- Exercise prompt: Reproduce the listing that follows word for word, without its pictures.

- Records provided:
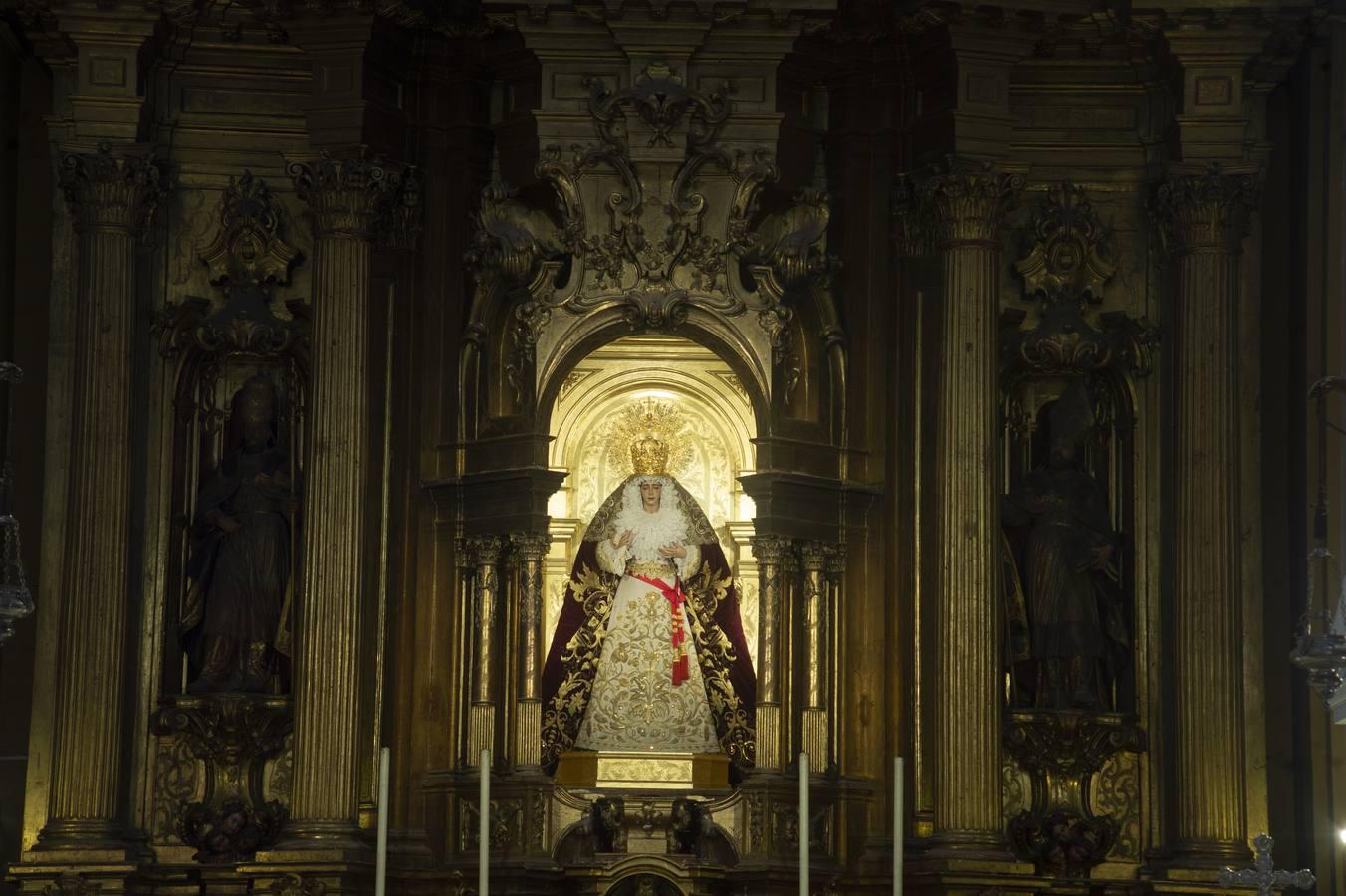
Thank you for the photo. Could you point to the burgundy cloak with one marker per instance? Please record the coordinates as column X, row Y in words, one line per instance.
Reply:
column 712, row 617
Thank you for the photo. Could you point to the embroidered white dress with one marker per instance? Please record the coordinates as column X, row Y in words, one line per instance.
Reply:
column 634, row 704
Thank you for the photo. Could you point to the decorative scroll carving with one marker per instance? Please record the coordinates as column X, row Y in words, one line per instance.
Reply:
column 1070, row 260
column 107, row 188
column 1205, row 211
column 297, row 885
column 967, row 202
column 645, row 246
column 247, row 259
column 233, row 735
column 359, row 196
column 70, row 884
column 661, row 102
column 1062, row 753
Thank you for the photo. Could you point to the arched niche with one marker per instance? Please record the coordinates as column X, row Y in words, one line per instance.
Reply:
column 716, row 404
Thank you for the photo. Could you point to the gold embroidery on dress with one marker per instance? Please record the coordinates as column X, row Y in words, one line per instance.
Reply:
column 562, row 715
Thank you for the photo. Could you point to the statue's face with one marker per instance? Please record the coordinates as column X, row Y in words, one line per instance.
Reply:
column 1062, row 455
column 256, row 435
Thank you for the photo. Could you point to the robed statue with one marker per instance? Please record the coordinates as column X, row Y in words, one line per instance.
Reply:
column 1065, row 609
column 649, row 650
column 240, row 566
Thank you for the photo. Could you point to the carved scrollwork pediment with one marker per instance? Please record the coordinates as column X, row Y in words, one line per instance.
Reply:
column 1069, row 261
column 247, row 259
column 248, row 246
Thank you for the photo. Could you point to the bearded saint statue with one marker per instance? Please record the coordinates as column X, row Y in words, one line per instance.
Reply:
column 1063, row 599
column 649, row 650
column 233, row 624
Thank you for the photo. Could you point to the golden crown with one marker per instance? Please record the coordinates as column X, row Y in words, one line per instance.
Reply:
column 649, row 456
column 649, row 439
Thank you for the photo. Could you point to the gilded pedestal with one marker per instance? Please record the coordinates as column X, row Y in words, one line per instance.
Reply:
column 966, row 206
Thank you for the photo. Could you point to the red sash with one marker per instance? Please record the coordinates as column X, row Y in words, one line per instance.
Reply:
column 676, row 599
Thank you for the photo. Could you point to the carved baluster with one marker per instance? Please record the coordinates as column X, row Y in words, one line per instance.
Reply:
column 481, row 719
column 966, row 207
column 1205, row 218
column 528, row 724
column 814, row 739
column 348, row 203
column 112, row 196
column 769, row 552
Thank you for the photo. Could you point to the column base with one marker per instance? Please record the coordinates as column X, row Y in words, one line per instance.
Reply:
column 970, row 875
column 342, row 839
column 77, row 872
column 106, row 841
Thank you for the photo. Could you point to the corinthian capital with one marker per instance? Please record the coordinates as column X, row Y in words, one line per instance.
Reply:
column 356, row 196
column 967, row 202
column 1207, row 211
column 114, row 190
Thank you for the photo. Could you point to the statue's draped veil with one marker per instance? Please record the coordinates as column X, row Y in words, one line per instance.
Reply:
column 714, row 622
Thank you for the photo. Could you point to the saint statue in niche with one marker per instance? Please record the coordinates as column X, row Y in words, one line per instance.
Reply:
column 649, row 650
column 1065, row 603
column 240, row 566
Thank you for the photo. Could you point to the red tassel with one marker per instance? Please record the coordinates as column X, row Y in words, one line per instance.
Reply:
column 680, row 670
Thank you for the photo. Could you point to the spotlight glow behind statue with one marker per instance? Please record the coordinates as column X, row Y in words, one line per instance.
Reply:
column 649, row 650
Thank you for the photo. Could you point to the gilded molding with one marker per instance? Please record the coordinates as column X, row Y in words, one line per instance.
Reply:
column 968, row 202
column 72, row 884
column 112, row 188
column 1207, row 211
column 358, row 196
column 247, row 259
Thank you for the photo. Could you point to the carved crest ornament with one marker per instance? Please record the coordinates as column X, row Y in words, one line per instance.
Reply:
column 1071, row 256
column 656, row 219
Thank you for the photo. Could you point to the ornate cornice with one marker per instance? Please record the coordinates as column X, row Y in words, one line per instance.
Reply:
column 113, row 190
column 1207, row 211
column 356, row 196
column 967, row 202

- Answer section:
Thank you for the photo. Could you point to the burgundy cloak with one marker per instance? Please record the coordinates as column X, row Y in words, one line per instance.
Reply:
column 712, row 617
Thank you for the photo. Could you point to the embroidered white dress with one marker per instance? Please record the coordinates as column X, row Y in words, one line per instance.
Reply:
column 634, row 704
Thank you for the photo. Could you point to the decorative scroll carving with one marker per instance? Please record the coordinates as column X, row Y in words, one line per instance.
Reply:
column 1070, row 260
column 107, row 188
column 1205, row 211
column 297, row 885
column 967, row 202
column 645, row 246
column 247, row 259
column 233, row 735
column 359, row 196
column 70, row 884
column 661, row 102
column 1062, row 753
Thank you for the photo. Could you point to the arched niche with one marker per instance? Please record the coordinates as column X, row Y in words, one line per instance.
Reply:
column 716, row 404
Thank you for the photo. Could you point to the gold embroidery on dress with one marker per instance? Please record the coordinates as column X, row Y in words, one line per instance.
Reply:
column 562, row 715
Thank you for the photo. Could you point to the statue's face with one marker per instance? Please record the coordinates as column X, row Y in words, one line per instance.
Reply:
column 1062, row 455
column 256, row 435
Thank you for the photo. Could you point to the robed statue with one marker per instance? Please record the coordinates as column X, row Y in words, one line per instance.
Reply:
column 1065, row 609
column 649, row 650
column 240, row 566
Thank you for the photo. Could you point to the carved scrollwork pediment with one marker per instance? Please record the coordinates as column X, row Y in words, one line per instance.
Reply:
column 1069, row 261
column 247, row 259
column 248, row 246
Thank you for the photo. Could you point to the bearded saint statue with one marker per instance? Please record the coordinates as column X, row Y in words, one line per instance.
Reply:
column 1063, row 599
column 649, row 650
column 233, row 624
Thank you for the photo. Could you point to the golden crown with one marker per instance? Please record the coordinates as column X, row Y in words, one line per instance.
Reply:
column 649, row 456
column 649, row 439
Thank you for the photo. Could you point to the gilded pedestal with one marker per instance? Please record the coordinates as column X, row Y in words, one line per instance.
Reply:
column 966, row 206
Thank you for the photo. Could you point to the red sash with one marker per instance? Please record the coordinates as column X, row Y in words, one line per instance.
Reply:
column 676, row 599
Thank you for the photo. Could you point to the carved baluster with one marker per instance? Please record the coordinates as column X, row Y in words, one line per instance.
Reply:
column 481, row 719
column 966, row 207
column 1205, row 218
column 528, row 724
column 814, row 739
column 348, row 203
column 112, row 196
column 769, row 552
Thank you for the photo. Could you point to the column base with one marker per instance? Please record the coordinates as column X, row Y in words, one line per instance.
Reply:
column 970, row 875
column 342, row 839
column 77, row 872
column 106, row 841
Thank you for the photo. Could you point to the corinthian capital with one marker per instance? Please record the coordinates as column X, row Y in words, one line per instance.
Reply:
column 356, row 196
column 967, row 202
column 1207, row 211
column 114, row 190
Thank you for the photo. Could you point to the statue's draped veil with one marker per instance? Please record the coordinates as column X, row Y in words, one line per instance.
Reply:
column 714, row 622
Thank you for the photo. Could you point to the saint statue in niche with one marker per instance? Please record the coordinates as column X, row Y in words, one line per instance.
Reply:
column 649, row 650
column 1065, row 603
column 240, row 566
Thank you for the photo. Could you point to the red tassel with one marker per instance? Please record the coordinates as column X, row Y in words, one line per instance.
Reply:
column 680, row 670
Thank you for the photo. Could you point to the spotlight glow behind statue with one marker per instance? Please record the coordinates as column X, row Y in words, one line per instance.
Reply:
column 649, row 650
Thank you for the photo. Could you point to the gilded molding with one marker per instance? Please record the coordinates as column X, row Y in words, one line per instance.
Reply:
column 968, row 202
column 72, row 884
column 112, row 188
column 1207, row 211
column 358, row 196
column 247, row 259
Thank you for the photo. Could you point to the carved crest ornament with one marker per instance? Please record the coordinates as column X, row Y in words, one line per instance.
Reply:
column 1071, row 256
column 656, row 219
Thank you for the photo. Could you point to the ornate cornice with one marker per instance? Please record the coordinates as column X, row Y in words, one line per instance.
Reply:
column 113, row 190
column 1207, row 211
column 356, row 196
column 967, row 202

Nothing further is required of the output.